* **Work to do**
A – In the forum post on setting PS1 in sh, which shell does EdStevens run on most of his systems?
B – Retype the forum post on setting PS1 in sh from "Messages: n/a" to "running in sh.".

* **Document segment**
Afficher un message
Vieux 30/10/2006, 14h58   #4
EdStevens
Aucun Avatar
 
Messages: n/a
Hébergeur:
Par défaut Re: manipulating PS1 in sh


Jordan Abel wrote:
> 2006-10-27 <1161979585.383055.236660@e3g2000cwe.googlegroups. com>,
> EdStevens wrote:
> > Trying to set PS1 to reflect the current value of a user environment
> > variable, when running in sh.
> >
> > Most of my systems I am running in ksh, and my PS is set as follows:
> >
> > export PS1=`hostname`'.''$ORACLE_SID> '
> >
> > so that my prompt always shows the current value of $ORACLE_SID. But
> > it appears that this syntax doesn't yeild the same results with sh.
> > There, instead of returning the value of $ORACLE_SID, it simply returns
> > the literal "$ORACLE_SID".

>
> $ORACLE_SID isn't going to change on you in the middle of a session
> unless you eval something that explicitly changes it.


Ah, but it does legitimately change quite often .. at my direction.

* **Provided data**
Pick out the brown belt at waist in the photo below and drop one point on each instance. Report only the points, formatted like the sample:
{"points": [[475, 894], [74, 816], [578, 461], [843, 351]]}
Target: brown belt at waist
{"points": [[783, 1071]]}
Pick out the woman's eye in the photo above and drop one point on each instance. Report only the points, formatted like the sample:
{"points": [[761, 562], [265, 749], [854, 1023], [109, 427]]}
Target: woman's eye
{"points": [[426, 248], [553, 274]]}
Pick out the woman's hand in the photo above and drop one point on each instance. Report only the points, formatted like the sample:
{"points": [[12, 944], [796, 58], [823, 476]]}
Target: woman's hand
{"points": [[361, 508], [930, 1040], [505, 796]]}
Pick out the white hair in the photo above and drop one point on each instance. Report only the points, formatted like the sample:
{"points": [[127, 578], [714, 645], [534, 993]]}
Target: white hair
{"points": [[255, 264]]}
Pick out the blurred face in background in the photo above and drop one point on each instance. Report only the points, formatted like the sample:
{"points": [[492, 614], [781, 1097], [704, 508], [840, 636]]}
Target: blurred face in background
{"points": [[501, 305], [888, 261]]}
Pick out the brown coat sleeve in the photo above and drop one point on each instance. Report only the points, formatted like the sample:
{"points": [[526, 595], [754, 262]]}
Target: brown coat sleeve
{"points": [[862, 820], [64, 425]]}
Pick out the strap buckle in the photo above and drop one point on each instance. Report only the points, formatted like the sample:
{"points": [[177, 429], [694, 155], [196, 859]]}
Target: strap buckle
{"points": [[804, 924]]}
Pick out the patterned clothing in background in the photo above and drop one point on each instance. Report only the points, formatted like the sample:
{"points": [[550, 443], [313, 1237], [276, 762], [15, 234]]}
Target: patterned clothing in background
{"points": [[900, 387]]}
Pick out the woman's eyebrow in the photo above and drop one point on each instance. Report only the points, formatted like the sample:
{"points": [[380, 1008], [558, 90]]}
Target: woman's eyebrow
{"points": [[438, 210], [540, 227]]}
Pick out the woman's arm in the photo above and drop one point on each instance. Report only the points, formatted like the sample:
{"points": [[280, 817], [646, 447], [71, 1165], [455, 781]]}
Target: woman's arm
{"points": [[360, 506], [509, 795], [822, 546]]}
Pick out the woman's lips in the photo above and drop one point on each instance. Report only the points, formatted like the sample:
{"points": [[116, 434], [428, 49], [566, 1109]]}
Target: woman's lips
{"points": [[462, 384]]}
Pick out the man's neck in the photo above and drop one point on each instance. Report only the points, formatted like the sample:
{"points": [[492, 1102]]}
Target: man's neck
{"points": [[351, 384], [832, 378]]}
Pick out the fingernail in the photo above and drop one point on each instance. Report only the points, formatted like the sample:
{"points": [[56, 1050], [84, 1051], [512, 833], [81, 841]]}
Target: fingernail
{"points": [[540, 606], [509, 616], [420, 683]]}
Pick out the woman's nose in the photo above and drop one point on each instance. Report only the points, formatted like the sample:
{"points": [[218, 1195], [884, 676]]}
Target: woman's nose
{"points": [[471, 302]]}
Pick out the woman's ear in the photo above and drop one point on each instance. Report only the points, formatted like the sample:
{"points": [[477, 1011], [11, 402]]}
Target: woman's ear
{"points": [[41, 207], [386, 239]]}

* **Results for the exercise**
A – ksh

B –
Messages: n/a
Hébergeur:
Par défaut Re: manipulating PS1 in sh


Jordan Abel wrote:
> 2006-10-27 <1161979585.383055.236660@e3g2000cwe.googlegroups. com>,
> EdStevens wrote:
> > Trying to set PS1 to reflect the current value of a user environment
> > variable, when running in sh.